EXCERPT:

━━━━━━━━━━

What makes for a good password?
  Adversary should not be able to log in as a victim user.
  Is "password" a good password?
  Is "passW0rd1!" better than, say, "yellow-elephant-reading"?
  What matters is the entropy with respect to adversary's knowledge of
    password distributions, not formats.
  Practical password distributions are extremely skewed.
    E.g., 5000 most popular passwords cover 20% accounts (millions).
    Similar patterns across web sites.
    [[ Ref: statistics from various password disclosures ]]
  Complex-looking passwords are not strong if they are predictable.

Password goal: high entropy.
  Generate password for user: high entropy, but may have trouble remembering.
  Allow user to choose password: unclear entropy.
    Hard to enforce entropy, unlike format requirements.
  Forcing password changes may reduce entropy.
    User forced to remember new passwords, might not bother with high entropy.
    Forcing password change is more relevant as defense for leaked passwords.
    Trade-off depending on what attacks you think are more relevant.

Passwords require limiting the number of attempts.
  Even strong passwords are unlikely to offer lots of entropy.
  If adversary can make many guesses, can probably access many accounts.
    20-30 bits of entropy is pretty high for a password.
    2^20 (1M) or even 2^30 (1B) attempts is easy for a computer.
  Important to limit the number of password authentication attempts.
  Suppose we limit every account to 10 attempts; what goes wrong?
  Availability.  Lock out users?
  Security across users.

━━━━━━━━━━

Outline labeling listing
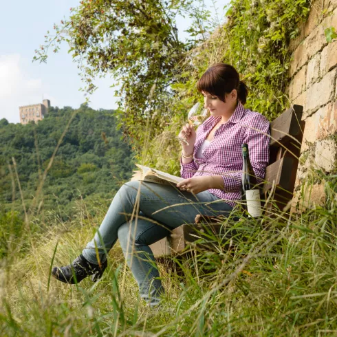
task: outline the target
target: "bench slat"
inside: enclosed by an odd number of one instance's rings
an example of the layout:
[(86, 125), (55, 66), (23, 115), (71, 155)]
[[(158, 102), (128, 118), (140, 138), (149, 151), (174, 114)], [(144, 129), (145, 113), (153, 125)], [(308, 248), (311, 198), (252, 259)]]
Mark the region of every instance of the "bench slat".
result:
[(292, 140), (290, 135), (297, 138), (303, 133), (301, 122), (303, 111), (302, 105), (294, 105), (271, 122), (271, 147), (279, 147), (280, 143), (285, 145)]

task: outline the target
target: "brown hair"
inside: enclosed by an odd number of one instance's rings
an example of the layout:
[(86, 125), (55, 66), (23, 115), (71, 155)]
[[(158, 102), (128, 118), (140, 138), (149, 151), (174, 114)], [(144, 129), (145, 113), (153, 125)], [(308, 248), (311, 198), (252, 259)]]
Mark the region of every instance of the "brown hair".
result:
[(246, 103), (248, 94), (247, 86), (240, 80), (235, 68), (226, 63), (210, 67), (198, 80), (197, 89), (199, 92), (216, 96), (223, 102), (226, 102), (225, 94), (236, 89), (238, 99), (242, 104)]

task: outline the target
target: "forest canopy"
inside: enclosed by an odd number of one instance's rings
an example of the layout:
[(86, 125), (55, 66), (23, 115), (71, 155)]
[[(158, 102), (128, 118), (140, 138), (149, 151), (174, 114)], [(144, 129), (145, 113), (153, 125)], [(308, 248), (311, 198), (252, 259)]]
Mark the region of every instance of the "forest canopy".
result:
[[(35, 214), (56, 213), (63, 219), (76, 213), (76, 200), (112, 197), (133, 167), (133, 155), (116, 129), (113, 112), (95, 111), (83, 104), (78, 110), (51, 107), (37, 124), (1, 120), (0, 210), (22, 214), (19, 182), (28, 210), (32, 206)], [(36, 200), (43, 172), (70, 118)]]

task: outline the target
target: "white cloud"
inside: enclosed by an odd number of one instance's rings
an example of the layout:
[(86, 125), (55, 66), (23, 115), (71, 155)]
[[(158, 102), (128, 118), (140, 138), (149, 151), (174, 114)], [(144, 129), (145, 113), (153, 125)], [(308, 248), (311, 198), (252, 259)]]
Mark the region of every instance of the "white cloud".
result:
[(42, 102), (42, 80), (32, 78), (24, 64), (18, 54), (0, 55), (0, 119), (19, 122), (19, 107)]

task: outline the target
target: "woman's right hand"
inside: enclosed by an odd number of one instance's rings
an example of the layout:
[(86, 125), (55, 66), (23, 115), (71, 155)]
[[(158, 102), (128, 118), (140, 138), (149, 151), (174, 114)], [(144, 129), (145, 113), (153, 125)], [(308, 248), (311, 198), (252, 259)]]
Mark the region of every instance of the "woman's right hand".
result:
[(194, 144), (197, 138), (197, 133), (193, 125), (186, 124), (182, 127), (178, 137), (184, 138), (188, 143), (188, 145), (182, 144), (182, 150), (185, 155), (190, 155), (193, 153)]

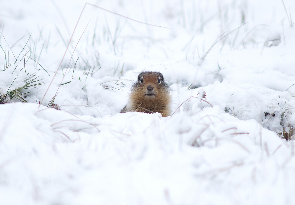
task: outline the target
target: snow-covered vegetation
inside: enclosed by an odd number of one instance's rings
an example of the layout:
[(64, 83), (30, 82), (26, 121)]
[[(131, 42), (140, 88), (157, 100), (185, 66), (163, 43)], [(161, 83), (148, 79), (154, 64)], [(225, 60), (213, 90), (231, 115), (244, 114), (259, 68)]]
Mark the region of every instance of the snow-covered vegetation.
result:
[(0, 204), (295, 204), (295, 1), (88, 2), (0, 1)]

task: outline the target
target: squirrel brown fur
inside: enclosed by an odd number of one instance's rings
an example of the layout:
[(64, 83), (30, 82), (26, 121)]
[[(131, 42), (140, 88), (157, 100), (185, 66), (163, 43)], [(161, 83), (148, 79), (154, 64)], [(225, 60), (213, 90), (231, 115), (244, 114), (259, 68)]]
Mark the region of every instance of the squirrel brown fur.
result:
[(121, 113), (136, 111), (170, 115), (171, 96), (169, 87), (158, 72), (144, 71), (133, 84), (127, 104)]

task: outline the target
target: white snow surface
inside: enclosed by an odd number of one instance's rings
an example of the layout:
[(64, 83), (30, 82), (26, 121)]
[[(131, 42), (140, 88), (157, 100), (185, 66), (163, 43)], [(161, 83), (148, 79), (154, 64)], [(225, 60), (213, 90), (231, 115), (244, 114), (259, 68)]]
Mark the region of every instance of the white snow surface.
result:
[(0, 1), (0, 204), (295, 204), (295, 1), (86, 2)]

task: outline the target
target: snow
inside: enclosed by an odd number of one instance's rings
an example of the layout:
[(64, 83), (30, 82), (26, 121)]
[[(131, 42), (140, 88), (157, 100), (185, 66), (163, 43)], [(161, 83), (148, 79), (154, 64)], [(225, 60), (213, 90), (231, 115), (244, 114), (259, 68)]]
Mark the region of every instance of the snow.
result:
[[(0, 2), (0, 204), (295, 203), (295, 2)], [(119, 113), (142, 71), (171, 116)]]

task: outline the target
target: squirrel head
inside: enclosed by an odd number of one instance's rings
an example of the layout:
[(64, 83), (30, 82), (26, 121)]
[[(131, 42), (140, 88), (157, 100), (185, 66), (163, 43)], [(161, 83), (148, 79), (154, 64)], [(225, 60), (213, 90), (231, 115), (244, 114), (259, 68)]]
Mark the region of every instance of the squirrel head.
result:
[(168, 88), (163, 75), (158, 72), (144, 71), (138, 75), (134, 84), (137, 91), (140, 91), (142, 97), (153, 100), (166, 92)]

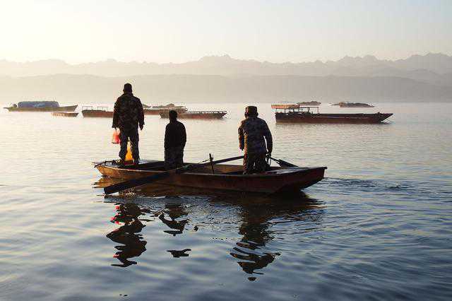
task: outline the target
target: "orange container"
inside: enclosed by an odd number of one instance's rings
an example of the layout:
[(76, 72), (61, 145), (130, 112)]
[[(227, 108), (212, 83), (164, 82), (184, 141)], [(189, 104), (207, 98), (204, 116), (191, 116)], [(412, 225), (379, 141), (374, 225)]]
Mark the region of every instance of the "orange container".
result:
[(112, 136), (112, 143), (113, 144), (119, 143), (119, 130), (115, 129), (113, 131), (113, 135)]

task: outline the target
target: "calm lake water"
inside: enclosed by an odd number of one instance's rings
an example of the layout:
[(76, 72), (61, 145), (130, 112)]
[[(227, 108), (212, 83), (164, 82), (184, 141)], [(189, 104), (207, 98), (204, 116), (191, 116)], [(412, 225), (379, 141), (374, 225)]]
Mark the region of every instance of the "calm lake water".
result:
[[(245, 105), (187, 104), (228, 114), (184, 121), (186, 160), (239, 155)], [(327, 179), (291, 199), (105, 198), (90, 163), (117, 158), (111, 120), (1, 110), (0, 300), (452, 298), (452, 104), (321, 107), (394, 113), (366, 125), (277, 124), (258, 107), (274, 156)], [(142, 158), (163, 158), (166, 123), (145, 117)]]

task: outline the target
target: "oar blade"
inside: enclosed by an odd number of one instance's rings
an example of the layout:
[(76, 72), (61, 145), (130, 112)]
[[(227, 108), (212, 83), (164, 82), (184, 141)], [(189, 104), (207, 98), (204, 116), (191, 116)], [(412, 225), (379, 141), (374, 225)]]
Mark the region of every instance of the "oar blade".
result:
[(104, 188), (104, 192), (105, 194), (112, 194), (115, 192), (121, 191), (122, 190), (129, 189), (131, 188), (136, 187), (138, 186), (144, 185), (150, 182), (157, 181), (164, 177), (170, 176), (168, 172), (162, 172), (157, 175), (153, 175), (148, 177), (141, 177), (138, 179), (133, 179), (129, 181), (121, 182), (120, 183), (114, 184), (113, 185), (107, 186)]

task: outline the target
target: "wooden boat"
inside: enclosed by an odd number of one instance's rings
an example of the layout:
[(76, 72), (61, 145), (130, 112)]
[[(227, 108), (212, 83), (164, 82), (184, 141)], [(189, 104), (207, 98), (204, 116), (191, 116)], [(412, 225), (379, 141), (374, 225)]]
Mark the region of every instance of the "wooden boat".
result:
[(319, 114), (319, 107), (277, 110), (275, 113), (276, 122), (329, 124), (377, 124), (392, 115), (392, 113), (379, 112), (375, 114)]
[(300, 107), (302, 106), (302, 105), (305, 105), (305, 106), (306, 105), (307, 105), (307, 106), (320, 105), (321, 104), (322, 104), (321, 102), (318, 102), (318, 101), (315, 101), (315, 100), (313, 100), (313, 101), (304, 101), (304, 102), (298, 102), (298, 105), (300, 106)]
[[(160, 112), (160, 117), (169, 118), (169, 111)], [(181, 119), (220, 119), (227, 112), (226, 111), (188, 111), (177, 114), (177, 118)]]
[(52, 112), (53, 116), (59, 116), (62, 117), (76, 117), (78, 113), (74, 113), (73, 112)]
[(107, 107), (97, 107), (97, 109), (93, 107), (82, 107), (82, 114), (83, 117), (113, 118), (113, 111), (108, 111)]
[(297, 109), (299, 105), (295, 103), (272, 105), (272, 109)]
[(188, 110), (185, 107), (174, 107), (170, 109), (157, 109), (155, 107), (143, 109), (145, 115), (160, 115), (161, 112), (176, 111), (177, 114), (185, 113)]
[[(141, 160), (140, 164), (119, 167), (112, 162), (95, 163), (103, 176), (124, 179), (137, 179), (165, 172), (164, 162)], [(189, 163), (187, 163), (189, 164)], [(326, 167), (279, 167), (261, 174), (242, 175), (243, 167), (235, 165), (203, 166), (189, 172), (174, 174), (158, 183), (200, 189), (220, 189), (259, 193), (298, 193), (323, 179)]]
[(361, 102), (338, 102), (334, 103), (332, 105), (337, 105), (340, 107), (374, 107), (374, 106), (371, 105), (368, 105), (367, 103), (361, 103)]
[(56, 101), (21, 101), (4, 107), (9, 112), (73, 112), (77, 105), (60, 107)]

━━━━━━━━━━

DIRECTIONS: Decide whether each statement agrees with the password notes, answering yes or no and quoting the words that settle it. 1. About 5000 of the most popular passwords cover 20% of accounts. 2. Forcing users to change their passwords always raises entropy. 3. Twenty to thirty bits of entropy is low for a password. The listing has nothing to do with this.

OUTPUT:
1. Yes: "5000 most popular passwords cover 20% accounts (millions)."
2. No: "Forcing password changes may reduce entropy."
3. No: "20-30 bits of entropy is pretty high for a password."